[Point annotation dataset records]
## START

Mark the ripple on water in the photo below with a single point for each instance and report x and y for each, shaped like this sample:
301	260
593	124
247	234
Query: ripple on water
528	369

## END
## START

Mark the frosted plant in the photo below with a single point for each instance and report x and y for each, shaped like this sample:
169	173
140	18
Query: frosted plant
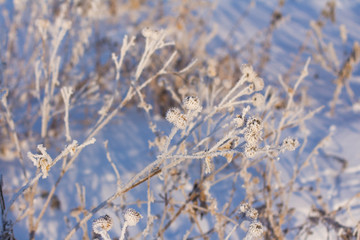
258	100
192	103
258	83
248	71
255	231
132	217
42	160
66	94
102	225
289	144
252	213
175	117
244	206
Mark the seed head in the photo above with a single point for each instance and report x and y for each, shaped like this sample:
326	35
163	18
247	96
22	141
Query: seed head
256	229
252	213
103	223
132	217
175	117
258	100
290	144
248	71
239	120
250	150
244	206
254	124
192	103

## END

Find every line in the data above that contains the string "Query", and copy each of those lines in full. Case counts when matching.

In response
Query: ripple on water
Query: frosted plant
Query: seed head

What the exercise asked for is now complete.